Written exercise> Rewrite the records with "drop a dot" switched to "place a marker" at each occurrence, leaving everything else unchanged.

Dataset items
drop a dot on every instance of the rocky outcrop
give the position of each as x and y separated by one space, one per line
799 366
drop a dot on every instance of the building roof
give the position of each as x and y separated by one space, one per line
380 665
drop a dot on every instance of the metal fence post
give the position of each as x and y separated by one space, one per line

The output>
place a marker on every instance of the rocky outcrop
give the position of each as x and y separated by one space, one per line
799 366
place a marker on every instance of the building roof
give the position of each as x and y separated by one space, one per line
380 665
place a marker on every instance of the metal fence post
give the position of each as x and y separated by one space, one per line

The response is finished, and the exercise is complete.